Collected data
▬▬▬▬▬▬▬▬▬▬

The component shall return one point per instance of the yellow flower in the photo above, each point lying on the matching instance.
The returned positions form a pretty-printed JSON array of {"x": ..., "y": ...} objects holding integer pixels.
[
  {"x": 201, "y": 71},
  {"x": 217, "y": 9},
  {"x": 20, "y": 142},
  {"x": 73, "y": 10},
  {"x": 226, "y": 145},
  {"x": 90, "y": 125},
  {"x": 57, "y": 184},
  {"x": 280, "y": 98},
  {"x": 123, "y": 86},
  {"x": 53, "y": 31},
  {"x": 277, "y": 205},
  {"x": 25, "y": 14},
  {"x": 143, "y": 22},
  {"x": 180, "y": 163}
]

▬▬▬▬▬▬▬▬▬▬

§ **Requirement**
Output the records exactly.

§ **Task output**
The component shall return one point per instance of the yellow flower in the photo above, each point lying on the matching instance.
The returned positions form a pretty-printed JSON array of {"x": ..., "y": ...} objects holding integer pixels.
[
  {"x": 201, "y": 71},
  {"x": 217, "y": 9},
  {"x": 20, "y": 142},
  {"x": 73, "y": 10},
  {"x": 226, "y": 145},
  {"x": 90, "y": 125},
  {"x": 57, "y": 184},
  {"x": 280, "y": 98},
  {"x": 123, "y": 86},
  {"x": 53, "y": 31},
  {"x": 277, "y": 205},
  {"x": 25, "y": 14},
  {"x": 143, "y": 22},
  {"x": 180, "y": 163}
]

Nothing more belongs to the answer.